(Beginning of GIVEN DATA)

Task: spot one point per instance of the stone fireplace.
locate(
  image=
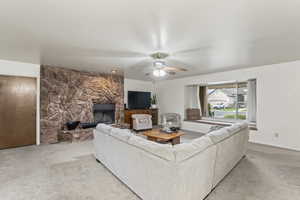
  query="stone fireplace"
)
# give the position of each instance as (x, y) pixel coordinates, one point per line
(104, 113)
(70, 95)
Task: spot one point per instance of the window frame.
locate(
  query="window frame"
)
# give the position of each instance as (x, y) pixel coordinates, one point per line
(236, 104)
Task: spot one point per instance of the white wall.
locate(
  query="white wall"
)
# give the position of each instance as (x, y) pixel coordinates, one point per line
(27, 70)
(278, 95)
(137, 85)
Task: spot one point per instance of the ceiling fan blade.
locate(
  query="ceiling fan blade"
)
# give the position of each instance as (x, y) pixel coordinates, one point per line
(175, 69)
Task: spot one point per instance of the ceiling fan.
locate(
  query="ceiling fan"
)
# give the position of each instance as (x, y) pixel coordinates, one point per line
(160, 66)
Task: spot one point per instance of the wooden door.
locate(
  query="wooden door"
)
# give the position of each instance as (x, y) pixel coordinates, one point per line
(17, 111)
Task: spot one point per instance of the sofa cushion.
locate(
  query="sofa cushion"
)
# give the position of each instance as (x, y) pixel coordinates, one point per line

(End of GIVEN DATA)

*REQUIREMENT:* Write the material out again exactly as it appears, dropping the pictures.

*OUTPUT OF THE EXERCISE:*
Task: spot one point per instance of the stone fireplace.
locate(
  image=
  query="stone fireplace"
)
# give the position of each instance as (x, y) pixel coordinates, one point per line
(104, 113)
(70, 95)
Task: spot one point per instance of the window frame.
locate(
  query="window frame"
)
# give the position of each instance as (x, y) pixel coordinates, one point per line
(236, 104)
Task: spot one point per instance of the white wall.
locate(
  query="white wall"
)
# give the position of each instance as (x, y) pixel coordinates, one point per line
(27, 70)
(278, 95)
(137, 85)
Task: spot one point per instance of the ceiling fan blade.
locate(
  query="ceiling fan blade"
)
# give the position of each instance as (x, y) pixel coordinates, one point per line
(175, 69)
Task: spot one point per instance of the ceiling fan.
locate(
  query="ceiling fan"
)
# give the position of each instance as (x, y) pixel coordinates, one point per line
(160, 66)
Task: spot one point per instance of the wooden door.
locate(
  query="wooden door"
)
# give the position of each instance as (x, y) pixel coordinates, one point per line
(17, 111)
Task: spot one point per instance of the sofa cushion.
locate(
  query="sofa cushion"
)
# give the position of each instance as (x, y) pixel coordinates, one point per line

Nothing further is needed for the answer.